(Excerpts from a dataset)
----

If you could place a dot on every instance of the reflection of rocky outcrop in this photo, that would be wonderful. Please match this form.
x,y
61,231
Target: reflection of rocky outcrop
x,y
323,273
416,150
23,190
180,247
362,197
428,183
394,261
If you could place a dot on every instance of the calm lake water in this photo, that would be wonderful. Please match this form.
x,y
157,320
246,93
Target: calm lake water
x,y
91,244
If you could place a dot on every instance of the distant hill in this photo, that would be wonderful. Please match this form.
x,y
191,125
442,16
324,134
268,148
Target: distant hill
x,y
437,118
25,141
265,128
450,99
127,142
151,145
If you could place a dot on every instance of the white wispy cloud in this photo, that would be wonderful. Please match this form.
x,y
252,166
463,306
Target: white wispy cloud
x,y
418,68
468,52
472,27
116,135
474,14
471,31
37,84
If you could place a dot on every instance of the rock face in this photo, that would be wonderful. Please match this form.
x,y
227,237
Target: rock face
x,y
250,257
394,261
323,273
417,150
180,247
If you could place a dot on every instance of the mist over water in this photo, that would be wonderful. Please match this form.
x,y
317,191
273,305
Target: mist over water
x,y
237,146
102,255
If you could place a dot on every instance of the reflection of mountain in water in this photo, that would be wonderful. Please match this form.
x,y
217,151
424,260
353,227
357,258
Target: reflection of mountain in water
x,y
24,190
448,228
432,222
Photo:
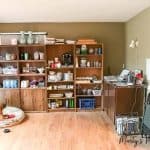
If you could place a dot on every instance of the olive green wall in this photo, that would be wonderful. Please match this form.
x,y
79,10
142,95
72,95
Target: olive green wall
x,y
138,28
111,34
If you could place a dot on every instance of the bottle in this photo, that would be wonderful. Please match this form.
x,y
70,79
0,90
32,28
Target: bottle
x,y
22,39
72,101
30,38
22,56
67,103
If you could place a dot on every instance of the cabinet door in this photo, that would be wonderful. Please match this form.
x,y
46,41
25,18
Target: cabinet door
x,y
11,97
26,100
111,103
39,99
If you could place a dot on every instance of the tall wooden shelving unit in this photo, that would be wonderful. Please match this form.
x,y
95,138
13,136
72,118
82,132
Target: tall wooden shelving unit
x,y
29,99
95,70
38,98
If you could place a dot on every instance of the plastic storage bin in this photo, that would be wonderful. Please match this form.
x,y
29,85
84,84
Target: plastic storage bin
x,y
87,103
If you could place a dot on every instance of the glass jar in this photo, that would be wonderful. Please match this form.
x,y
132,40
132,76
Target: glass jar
x,y
22,39
30,38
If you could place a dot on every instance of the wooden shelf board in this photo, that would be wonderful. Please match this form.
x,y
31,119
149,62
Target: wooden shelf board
x,y
61,81
95,109
88,95
61,109
22,61
9,61
36,88
60,68
97,55
9,45
8,75
88,67
32,74
31,45
89,83
60,90
9,88
61,98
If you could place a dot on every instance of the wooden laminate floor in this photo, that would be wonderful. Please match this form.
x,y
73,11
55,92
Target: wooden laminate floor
x,y
64,131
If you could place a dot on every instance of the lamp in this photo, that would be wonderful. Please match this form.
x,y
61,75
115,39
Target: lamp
x,y
134,43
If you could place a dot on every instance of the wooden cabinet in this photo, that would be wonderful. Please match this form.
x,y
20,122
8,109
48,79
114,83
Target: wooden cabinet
x,y
33,99
123,100
61,77
41,76
89,74
10,97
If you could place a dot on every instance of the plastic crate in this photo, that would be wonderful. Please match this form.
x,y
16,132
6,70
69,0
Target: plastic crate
x,y
87,103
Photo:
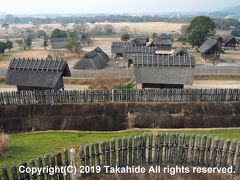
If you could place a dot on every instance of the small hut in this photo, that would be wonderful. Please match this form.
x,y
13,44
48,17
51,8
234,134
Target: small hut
x,y
117,48
180,51
95,59
140,40
58,43
35,74
163,42
210,49
154,71
230,42
86,39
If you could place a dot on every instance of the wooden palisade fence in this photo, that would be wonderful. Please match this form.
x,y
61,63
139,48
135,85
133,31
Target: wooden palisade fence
x,y
154,95
172,149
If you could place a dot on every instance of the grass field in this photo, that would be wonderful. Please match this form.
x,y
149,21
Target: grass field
x,y
23,147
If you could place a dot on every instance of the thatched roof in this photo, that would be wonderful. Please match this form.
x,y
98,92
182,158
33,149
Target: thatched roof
x,y
95,59
209,44
85,38
229,38
166,36
163,39
118,47
58,43
140,40
36,72
180,51
131,49
163,60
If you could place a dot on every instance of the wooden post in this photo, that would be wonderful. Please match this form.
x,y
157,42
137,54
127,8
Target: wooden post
x,y
5,174
150,143
87,157
197,151
192,150
59,164
53,164
232,153
186,146
130,159
14,173
166,149
82,158
209,144
92,155
181,149
113,153
171,147
155,159
107,151
203,150
125,151
73,162
66,163
237,164
214,153
119,152
47,164
98,162
220,153
226,153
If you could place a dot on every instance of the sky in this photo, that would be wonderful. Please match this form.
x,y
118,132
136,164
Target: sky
x,y
111,6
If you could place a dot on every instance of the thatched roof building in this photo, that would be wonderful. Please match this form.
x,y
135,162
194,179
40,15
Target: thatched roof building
x,y
36,74
154,71
230,42
140,40
180,51
163,42
58,43
95,59
85,39
210,49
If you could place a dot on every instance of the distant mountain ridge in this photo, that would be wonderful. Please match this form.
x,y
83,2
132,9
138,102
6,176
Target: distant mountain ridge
x,y
232,10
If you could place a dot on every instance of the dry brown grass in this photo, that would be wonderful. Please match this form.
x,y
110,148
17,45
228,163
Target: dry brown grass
x,y
3,142
107,82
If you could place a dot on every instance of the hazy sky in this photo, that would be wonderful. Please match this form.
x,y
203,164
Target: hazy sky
x,y
111,6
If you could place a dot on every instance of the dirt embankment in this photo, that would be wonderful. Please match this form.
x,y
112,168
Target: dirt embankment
x,y
119,116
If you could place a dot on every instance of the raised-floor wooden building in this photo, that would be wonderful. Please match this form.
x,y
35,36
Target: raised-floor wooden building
x,y
163,42
37,74
230,42
161,71
140,40
210,49
95,59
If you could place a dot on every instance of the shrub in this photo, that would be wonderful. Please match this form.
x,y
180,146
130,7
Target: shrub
x,y
3,142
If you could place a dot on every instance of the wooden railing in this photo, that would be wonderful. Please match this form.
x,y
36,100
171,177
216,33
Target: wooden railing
x,y
121,73
154,95
163,148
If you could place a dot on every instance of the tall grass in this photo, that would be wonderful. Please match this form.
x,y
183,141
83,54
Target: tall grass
x,y
3,142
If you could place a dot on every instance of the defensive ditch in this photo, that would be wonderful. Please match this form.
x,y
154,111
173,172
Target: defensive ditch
x,y
119,116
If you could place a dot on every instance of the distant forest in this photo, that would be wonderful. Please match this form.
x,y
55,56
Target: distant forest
x,y
223,24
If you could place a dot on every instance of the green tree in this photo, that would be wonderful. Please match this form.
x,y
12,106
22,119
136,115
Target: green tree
x,y
27,42
57,33
45,42
125,37
9,45
6,27
236,32
2,47
154,35
198,30
72,42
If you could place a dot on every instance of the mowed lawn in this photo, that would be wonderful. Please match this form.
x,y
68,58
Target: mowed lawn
x,y
26,146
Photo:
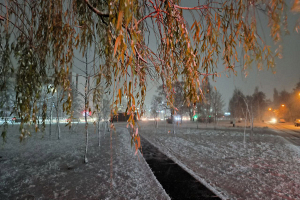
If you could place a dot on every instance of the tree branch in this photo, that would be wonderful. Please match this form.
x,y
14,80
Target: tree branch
x,y
95,10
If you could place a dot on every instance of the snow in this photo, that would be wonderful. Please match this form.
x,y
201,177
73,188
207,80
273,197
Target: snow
x,y
43,167
265,167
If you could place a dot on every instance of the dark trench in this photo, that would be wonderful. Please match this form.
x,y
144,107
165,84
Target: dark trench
x,y
178,183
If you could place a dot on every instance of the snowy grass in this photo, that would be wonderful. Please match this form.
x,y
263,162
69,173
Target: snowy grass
x,y
265,167
43,167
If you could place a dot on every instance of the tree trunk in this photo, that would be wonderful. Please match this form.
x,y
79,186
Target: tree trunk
x,y
50,118
86,111
99,135
58,127
245,128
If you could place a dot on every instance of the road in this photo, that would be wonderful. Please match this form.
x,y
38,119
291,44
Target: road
x,y
288,131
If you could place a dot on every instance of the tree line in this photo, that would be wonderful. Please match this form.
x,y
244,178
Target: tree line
x,y
257,107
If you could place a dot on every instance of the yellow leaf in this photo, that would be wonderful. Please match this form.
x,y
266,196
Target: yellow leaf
x,y
117,44
120,95
120,17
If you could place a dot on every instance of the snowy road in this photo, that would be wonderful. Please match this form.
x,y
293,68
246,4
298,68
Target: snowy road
x,y
287,131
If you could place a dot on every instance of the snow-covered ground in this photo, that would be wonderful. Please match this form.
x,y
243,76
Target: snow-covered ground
x,y
43,167
265,167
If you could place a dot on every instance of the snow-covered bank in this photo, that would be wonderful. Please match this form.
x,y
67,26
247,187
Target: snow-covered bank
x,y
47,168
266,167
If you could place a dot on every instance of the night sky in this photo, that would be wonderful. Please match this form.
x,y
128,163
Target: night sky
x,y
287,69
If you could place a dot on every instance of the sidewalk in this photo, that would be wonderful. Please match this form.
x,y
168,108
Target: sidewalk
x,y
47,168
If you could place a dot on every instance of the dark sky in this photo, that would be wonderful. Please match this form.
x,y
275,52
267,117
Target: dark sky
x,y
287,69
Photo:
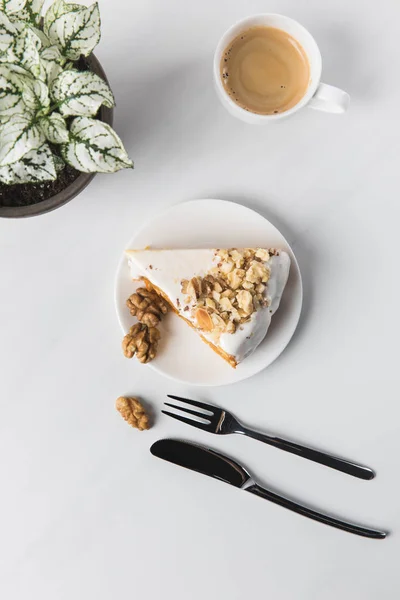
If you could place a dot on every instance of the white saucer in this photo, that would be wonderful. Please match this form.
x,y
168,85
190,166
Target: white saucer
x,y
210,224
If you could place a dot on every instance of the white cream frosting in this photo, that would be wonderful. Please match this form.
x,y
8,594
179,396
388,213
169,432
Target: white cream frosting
x,y
166,269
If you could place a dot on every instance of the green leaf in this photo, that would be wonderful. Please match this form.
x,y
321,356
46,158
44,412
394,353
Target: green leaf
x,y
11,6
13,80
94,147
36,96
74,28
81,93
31,12
24,50
55,129
42,36
7,35
51,60
59,163
37,165
18,136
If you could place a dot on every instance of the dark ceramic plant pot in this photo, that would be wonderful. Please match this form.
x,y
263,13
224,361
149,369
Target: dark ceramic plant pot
x,y
77,186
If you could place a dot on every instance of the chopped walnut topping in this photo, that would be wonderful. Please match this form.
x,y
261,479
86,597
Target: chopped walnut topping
x,y
133,412
231,291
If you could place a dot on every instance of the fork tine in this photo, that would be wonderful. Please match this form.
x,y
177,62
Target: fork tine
x,y
205,426
202,405
190,411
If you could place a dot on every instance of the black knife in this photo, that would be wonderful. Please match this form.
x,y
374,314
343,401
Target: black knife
x,y
209,462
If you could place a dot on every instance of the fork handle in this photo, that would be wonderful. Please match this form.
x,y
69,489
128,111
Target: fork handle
x,y
340,464
312,514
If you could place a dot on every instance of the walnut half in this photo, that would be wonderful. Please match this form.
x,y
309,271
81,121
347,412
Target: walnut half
x,y
133,412
141,341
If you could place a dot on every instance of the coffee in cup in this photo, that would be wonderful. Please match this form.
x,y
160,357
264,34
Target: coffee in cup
x,y
265,70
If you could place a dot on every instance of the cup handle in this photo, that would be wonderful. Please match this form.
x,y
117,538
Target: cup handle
x,y
330,99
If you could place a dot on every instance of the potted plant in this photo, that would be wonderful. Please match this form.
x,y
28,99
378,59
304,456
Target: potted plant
x,y
55,106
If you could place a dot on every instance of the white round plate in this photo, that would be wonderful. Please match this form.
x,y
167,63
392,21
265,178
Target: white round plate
x,y
182,355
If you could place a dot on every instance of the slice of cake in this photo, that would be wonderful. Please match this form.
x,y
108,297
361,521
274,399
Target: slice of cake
x,y
227,295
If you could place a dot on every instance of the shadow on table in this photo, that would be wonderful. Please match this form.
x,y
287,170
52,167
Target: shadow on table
x,y
161,108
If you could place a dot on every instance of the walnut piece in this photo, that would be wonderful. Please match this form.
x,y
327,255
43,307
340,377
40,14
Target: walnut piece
x,y
133,412
147,306
141,341
232,290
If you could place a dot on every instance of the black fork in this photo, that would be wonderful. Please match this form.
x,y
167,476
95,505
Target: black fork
x,y
220,421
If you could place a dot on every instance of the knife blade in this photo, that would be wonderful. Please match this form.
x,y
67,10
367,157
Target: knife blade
x,y
216,465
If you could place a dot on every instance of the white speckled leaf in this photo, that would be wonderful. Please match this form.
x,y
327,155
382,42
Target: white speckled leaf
x,y
11,6
94,147
18,136
81,93
36,96
31,12
51,60
59,163
37,165
42,36
25,49
13,80
7,36
75,28
55,129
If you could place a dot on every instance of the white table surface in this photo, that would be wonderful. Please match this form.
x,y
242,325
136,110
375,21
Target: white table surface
x,y
85,511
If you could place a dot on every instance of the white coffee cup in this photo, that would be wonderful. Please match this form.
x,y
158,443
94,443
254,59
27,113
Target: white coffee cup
x,y
318,95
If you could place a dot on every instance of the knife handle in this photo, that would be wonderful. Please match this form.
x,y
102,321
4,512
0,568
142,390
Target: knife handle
x,y
312,514
340,464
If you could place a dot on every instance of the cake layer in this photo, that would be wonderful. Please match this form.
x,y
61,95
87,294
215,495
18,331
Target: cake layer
x,y
168,270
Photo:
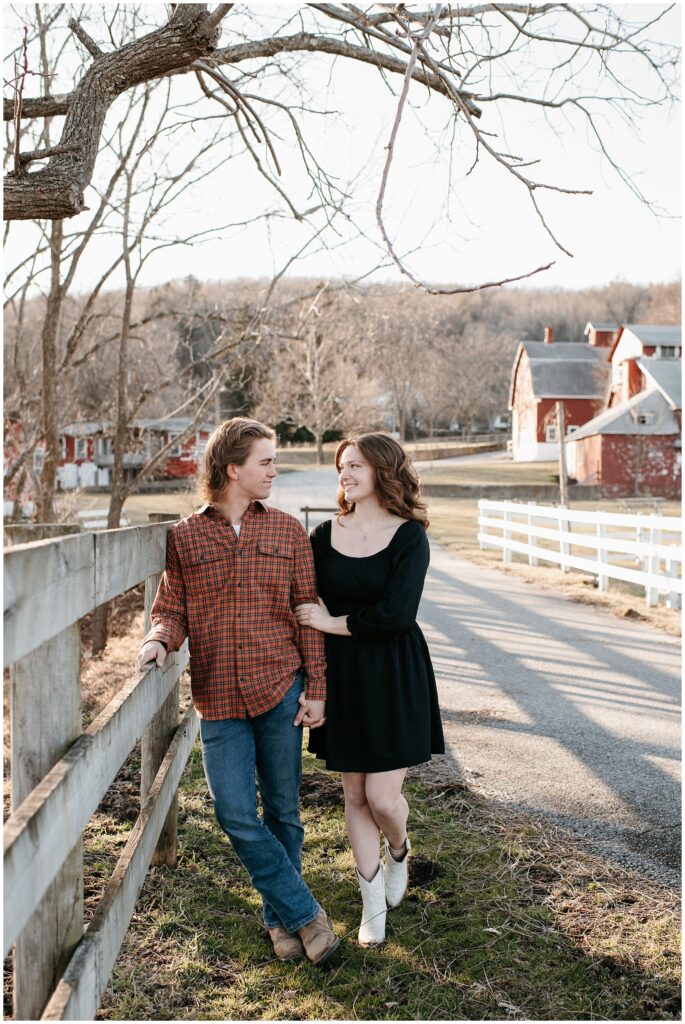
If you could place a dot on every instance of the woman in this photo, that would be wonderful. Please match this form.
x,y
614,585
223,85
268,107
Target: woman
x,y
382,707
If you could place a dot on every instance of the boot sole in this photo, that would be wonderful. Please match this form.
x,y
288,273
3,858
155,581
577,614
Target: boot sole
x,y
326,955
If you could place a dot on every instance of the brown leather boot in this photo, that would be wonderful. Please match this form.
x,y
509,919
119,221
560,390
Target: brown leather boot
x,y
318,938
286,945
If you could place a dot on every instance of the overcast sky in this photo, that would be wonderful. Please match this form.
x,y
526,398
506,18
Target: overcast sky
x,y
471,229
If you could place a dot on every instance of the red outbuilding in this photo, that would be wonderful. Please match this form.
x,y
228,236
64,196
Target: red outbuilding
x,y
547,372
634,446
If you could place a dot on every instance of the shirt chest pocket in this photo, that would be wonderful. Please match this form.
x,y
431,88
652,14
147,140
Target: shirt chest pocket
x,y
272,563
206,573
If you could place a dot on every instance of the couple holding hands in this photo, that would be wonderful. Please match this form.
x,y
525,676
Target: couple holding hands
x,y
286,631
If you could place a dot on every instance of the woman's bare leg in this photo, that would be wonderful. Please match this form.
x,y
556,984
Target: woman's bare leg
x,y
362,830
387,805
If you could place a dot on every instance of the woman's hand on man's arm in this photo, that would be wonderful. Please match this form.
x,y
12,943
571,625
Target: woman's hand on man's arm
x,y
318,617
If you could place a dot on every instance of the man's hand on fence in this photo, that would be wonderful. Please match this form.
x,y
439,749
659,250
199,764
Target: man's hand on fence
x,y
311,713
152,652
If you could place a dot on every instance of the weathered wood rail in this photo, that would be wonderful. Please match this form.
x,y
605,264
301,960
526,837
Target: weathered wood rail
x,y
59,772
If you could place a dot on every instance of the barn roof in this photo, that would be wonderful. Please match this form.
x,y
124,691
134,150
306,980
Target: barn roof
x,y
655,334
623,419
563,370
591,326
666,375
83,429
173,424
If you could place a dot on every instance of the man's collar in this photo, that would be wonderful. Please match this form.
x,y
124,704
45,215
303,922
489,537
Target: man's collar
x,y
211,509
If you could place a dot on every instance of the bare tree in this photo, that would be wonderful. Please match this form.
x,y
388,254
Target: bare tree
x,y
316,378
476,58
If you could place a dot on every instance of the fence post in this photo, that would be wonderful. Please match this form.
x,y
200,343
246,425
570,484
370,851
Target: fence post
x,y
642,537
602,556
672,599
532,559
159,733
651,593
563,542
506,550
45,716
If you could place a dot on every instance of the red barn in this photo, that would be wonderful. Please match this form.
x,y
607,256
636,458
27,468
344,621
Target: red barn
x,y
632,342
545,373
634,448
80,446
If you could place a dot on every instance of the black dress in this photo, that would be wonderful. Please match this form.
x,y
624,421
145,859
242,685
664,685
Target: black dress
x,y
382,709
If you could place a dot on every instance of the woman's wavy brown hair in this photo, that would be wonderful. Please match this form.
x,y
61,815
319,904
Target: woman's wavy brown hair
x,y
229,444
397,486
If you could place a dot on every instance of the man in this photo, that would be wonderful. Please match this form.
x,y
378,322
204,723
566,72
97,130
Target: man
x,y
236,571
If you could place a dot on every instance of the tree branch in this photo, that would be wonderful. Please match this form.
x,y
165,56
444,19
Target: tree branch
x,y
57,190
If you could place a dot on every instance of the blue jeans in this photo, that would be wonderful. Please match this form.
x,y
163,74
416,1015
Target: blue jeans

----

# PROBLEM STATEMENT:
Copy each line above that contains the word "blue".

# RESPONSE:
If you could place a dot on every instance of the blue jeans in this photo, that would be wonderful. Please match this form.
Target: blue jeans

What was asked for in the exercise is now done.